[Point-based annotation data]
▬▬▬▬▬▬▬▬▬▬
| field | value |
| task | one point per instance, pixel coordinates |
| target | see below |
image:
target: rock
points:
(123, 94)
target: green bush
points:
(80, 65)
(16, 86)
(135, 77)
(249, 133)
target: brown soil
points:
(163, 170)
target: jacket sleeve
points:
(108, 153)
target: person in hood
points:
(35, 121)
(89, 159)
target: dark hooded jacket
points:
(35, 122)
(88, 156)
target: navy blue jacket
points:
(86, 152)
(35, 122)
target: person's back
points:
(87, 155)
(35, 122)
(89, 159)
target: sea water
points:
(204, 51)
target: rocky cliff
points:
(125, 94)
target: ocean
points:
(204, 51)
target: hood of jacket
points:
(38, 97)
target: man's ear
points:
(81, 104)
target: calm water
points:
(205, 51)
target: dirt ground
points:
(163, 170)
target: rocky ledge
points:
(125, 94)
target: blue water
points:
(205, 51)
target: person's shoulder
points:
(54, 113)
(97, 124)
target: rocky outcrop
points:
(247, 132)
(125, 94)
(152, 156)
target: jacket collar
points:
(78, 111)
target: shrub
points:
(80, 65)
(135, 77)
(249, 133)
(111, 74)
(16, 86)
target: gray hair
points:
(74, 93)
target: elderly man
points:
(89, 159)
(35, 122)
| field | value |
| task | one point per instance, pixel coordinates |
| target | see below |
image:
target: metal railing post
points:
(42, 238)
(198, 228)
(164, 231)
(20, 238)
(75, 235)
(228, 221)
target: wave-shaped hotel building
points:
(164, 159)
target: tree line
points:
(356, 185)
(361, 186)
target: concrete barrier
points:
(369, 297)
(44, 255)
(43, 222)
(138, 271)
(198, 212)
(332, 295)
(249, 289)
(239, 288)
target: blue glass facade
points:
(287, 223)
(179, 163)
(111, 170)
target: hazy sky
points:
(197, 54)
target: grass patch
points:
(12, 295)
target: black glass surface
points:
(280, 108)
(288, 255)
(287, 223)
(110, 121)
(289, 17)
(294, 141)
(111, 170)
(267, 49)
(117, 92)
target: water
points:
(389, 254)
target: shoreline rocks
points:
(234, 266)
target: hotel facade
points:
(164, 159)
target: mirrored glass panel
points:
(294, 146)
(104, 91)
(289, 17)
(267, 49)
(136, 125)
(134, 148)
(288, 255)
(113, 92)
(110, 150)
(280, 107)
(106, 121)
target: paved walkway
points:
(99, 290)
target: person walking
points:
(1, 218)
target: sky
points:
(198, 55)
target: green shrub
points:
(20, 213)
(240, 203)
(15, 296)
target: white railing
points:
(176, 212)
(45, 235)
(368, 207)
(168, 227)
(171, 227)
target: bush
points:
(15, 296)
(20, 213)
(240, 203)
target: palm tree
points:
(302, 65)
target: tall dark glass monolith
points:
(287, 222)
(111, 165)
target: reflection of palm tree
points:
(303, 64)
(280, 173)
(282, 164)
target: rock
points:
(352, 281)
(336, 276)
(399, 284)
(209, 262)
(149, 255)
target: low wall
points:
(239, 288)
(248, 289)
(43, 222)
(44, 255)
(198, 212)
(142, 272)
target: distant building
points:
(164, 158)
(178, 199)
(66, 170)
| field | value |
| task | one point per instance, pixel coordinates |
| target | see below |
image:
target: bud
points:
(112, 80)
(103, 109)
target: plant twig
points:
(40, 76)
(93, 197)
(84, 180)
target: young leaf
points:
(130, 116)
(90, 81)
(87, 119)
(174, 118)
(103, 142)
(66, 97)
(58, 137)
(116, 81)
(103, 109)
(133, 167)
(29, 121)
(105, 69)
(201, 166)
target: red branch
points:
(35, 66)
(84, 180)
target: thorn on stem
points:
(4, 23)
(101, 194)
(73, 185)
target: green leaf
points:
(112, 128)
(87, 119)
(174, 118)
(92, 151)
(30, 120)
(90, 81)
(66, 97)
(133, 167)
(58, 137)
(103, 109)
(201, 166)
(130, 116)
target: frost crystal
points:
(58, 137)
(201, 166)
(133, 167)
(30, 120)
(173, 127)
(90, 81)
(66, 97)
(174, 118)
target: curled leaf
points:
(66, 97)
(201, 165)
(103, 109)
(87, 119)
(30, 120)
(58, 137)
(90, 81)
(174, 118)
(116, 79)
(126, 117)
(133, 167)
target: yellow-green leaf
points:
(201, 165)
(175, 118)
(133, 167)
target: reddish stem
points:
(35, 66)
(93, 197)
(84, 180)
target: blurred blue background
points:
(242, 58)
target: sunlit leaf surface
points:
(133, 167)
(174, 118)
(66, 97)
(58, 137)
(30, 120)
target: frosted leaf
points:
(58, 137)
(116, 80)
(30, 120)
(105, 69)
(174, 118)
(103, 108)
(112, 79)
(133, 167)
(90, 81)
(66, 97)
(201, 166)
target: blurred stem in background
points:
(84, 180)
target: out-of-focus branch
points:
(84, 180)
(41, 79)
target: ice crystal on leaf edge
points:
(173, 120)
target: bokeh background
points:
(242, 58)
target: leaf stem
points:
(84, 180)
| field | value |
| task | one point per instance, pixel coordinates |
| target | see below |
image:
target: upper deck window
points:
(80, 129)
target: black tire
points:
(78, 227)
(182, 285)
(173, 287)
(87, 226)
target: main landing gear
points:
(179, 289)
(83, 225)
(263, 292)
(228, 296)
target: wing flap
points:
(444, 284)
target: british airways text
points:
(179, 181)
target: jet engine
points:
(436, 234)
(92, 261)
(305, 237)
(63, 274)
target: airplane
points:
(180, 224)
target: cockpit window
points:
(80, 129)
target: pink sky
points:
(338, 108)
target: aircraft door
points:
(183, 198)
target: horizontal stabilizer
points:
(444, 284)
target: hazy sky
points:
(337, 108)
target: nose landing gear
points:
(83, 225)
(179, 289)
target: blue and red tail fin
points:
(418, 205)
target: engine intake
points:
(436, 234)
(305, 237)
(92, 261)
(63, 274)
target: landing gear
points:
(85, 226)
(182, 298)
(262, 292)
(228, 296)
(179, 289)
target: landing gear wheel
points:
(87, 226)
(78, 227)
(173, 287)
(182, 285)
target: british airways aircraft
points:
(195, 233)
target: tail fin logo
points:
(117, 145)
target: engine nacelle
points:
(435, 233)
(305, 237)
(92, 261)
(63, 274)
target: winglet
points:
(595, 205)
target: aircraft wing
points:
▬▬▬▬▬▬▬▬▬▬
• [What you will do]: Render the stretch from the line containing "target: engine intake" through the end of the entries as a Markdown table with the columns Row and Line. Give each line a row number and leave out any blank lines.

• [Finished exercise]:
| Row | Line |
|---|---|
| 1 | target: engine intake |
| 2 | points: |
| 3 | (436, 234) |
| 4 | (305, 237) |
| 5 | (92, 261) |
| 6 | (63, 274) |
| 7 | target: landing gear |
| 8 | points: |
| 9 | (85, 226) |
| 10 | (182, 298) |
| 11 | (262, 292) |
| 12 | (228, 296) |
| 13 | (179, 289) |
| 14 | target: landing gear wheel |
| 15 | points: |
| 16 | (87, 226) |
| 17 | (78, 227) |
| 18 | (173, 287) |
| 19 | (182, 285) |
| 20 | target: british airways aircraft |
| 21 | points: |
| 22 | (195, 233) |
| 23 | target: tail fin logo |
| 24 | points: |
| 25 | (117, 145) |
| 26 | target: engine nacelle |
| 27 | points: |
| 28 | (435, 233) |
| 29 | (305, 237) |
| 30 | (92, 261) |
| 31 | (63, 274) |
| 32 | target: winglet |
| 33 | points: |
| 34 | (595, 205) |
| 35 | target: aircraft wing |
| 36 | points: |